| Task material |

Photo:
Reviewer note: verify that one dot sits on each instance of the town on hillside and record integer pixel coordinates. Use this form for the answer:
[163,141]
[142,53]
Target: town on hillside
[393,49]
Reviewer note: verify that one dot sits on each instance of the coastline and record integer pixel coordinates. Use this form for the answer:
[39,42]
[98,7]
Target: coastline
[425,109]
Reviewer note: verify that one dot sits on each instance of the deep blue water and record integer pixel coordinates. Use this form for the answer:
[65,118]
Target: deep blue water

...

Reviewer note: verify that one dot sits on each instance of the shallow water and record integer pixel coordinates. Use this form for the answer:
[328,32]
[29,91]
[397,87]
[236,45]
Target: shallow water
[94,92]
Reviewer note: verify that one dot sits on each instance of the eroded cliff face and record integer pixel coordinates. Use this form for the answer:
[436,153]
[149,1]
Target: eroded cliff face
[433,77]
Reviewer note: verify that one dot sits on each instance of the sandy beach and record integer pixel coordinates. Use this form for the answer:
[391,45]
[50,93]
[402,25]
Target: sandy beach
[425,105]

| Task instructions |
Identify and copy every line in the material above that contains the word "sandy", treating uppercase and lowercase letters as different.

| Correct response |
Reviewer note: verify that one dot sits on each instance of the sandy beach and record integer pixel coordinates. Use this form for the answer:
Target: sandy beach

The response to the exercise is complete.